Assignment: Give the listing below again exactly, but without any of its pictures.

=== Begin Enclosure ===

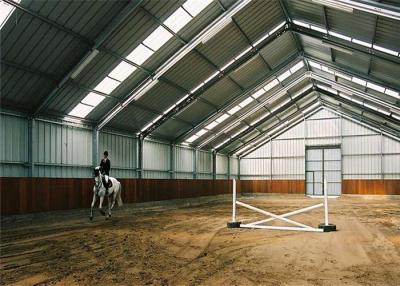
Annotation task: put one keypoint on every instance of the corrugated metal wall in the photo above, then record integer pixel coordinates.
(122, 150)
(61, 150)
(184, 163)
(14, 154)
(366, 154)
(156, 160)
(204, 165)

=== End Enclosure ===

Solution:
Annotation task: put one keypoint on every instance of the corrugated metal wall in the photo above, then record integer pixel coordinates.
(122, 150)
(61, 150)
(184, 163)
(14, 154)
(366, 154)
(156, 160)
(204, 165)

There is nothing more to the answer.